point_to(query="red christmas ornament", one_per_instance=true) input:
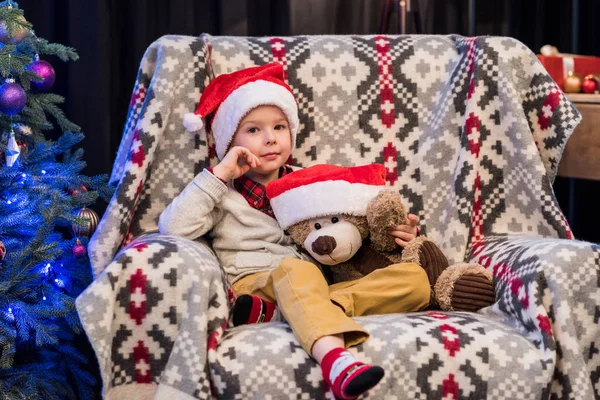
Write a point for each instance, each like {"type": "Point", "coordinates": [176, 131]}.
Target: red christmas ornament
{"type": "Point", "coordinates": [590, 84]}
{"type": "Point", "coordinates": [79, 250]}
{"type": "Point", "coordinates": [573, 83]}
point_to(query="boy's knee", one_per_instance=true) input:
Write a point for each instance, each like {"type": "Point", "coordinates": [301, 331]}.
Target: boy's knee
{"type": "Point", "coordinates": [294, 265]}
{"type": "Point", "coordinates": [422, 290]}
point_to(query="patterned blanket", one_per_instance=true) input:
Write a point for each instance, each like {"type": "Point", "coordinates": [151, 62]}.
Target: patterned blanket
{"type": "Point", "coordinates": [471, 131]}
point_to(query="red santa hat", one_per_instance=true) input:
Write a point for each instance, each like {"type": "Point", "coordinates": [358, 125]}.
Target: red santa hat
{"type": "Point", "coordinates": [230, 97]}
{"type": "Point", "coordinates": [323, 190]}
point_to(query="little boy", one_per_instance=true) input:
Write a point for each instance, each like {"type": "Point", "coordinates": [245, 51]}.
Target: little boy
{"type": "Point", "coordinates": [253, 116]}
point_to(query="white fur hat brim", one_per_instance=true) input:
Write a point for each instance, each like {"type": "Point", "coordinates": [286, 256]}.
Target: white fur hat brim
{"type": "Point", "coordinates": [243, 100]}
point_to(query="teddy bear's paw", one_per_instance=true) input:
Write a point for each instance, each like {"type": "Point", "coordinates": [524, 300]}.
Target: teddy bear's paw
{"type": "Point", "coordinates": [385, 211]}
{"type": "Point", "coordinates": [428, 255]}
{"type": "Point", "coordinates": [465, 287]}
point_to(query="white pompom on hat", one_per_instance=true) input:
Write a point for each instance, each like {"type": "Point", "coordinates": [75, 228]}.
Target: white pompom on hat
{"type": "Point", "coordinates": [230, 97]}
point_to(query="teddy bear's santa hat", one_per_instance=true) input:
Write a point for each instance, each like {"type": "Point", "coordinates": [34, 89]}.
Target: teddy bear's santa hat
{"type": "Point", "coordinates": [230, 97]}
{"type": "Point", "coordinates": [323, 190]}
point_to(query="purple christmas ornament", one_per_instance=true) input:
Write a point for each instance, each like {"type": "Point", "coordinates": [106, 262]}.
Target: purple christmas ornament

* Description of the task: In the entries above, find each line that has the word "purple". Copy it.

* Solution to this problem:
point_to(query="purple christmas ornament", one_per_instance=true) input:
Target: purple christmas ornament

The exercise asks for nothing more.